__EXERCISE INPUT__.
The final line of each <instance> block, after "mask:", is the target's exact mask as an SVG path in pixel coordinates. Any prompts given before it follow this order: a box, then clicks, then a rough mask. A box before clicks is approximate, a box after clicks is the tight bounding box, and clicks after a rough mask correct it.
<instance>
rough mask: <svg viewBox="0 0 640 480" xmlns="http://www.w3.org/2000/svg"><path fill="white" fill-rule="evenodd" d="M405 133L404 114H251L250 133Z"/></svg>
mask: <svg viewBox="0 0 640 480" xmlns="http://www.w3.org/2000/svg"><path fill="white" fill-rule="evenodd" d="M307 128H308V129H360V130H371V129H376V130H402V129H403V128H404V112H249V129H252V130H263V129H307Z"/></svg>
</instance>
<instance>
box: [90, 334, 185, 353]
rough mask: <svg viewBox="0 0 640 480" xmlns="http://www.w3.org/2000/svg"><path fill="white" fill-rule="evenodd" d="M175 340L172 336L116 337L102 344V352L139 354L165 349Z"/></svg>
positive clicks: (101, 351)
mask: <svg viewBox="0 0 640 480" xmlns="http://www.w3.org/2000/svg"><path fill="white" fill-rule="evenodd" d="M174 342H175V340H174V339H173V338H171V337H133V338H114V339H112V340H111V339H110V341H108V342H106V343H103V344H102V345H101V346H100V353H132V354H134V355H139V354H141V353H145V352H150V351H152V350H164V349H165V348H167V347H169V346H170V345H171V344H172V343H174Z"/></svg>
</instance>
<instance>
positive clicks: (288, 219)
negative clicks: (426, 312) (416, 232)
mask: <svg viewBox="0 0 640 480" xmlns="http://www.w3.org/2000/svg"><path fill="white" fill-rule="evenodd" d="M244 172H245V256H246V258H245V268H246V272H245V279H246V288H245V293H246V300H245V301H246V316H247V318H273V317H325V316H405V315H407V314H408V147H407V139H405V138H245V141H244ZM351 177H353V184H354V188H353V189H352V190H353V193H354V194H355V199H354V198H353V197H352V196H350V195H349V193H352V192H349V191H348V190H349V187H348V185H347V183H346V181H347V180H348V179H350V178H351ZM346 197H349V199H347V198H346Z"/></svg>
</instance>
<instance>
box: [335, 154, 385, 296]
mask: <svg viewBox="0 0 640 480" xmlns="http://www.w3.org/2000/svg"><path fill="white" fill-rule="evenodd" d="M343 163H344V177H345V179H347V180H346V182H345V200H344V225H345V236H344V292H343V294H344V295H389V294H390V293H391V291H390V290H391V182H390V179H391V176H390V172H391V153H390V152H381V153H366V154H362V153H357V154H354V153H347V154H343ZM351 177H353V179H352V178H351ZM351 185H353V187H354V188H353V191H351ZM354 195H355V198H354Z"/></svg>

__THE TASK__. Copy out, in full, each line in the rows above that contains the word "clicks".

__YOUR SOLUTION__.
The final line of each <instance> block, after "mask:", is the target's exact mask as an SVG path in pixel coordinates. Any prompts given before it follow this order: a box, then clicks, then a rough mask. A box before clicks is approximate, a box after clicks is the tight bounding box, and clicks after a rough mask correct it.
positive clicks: (101, 351)
positive clicks: (288, 219)
negative clicks: (426, 312) (416, 232)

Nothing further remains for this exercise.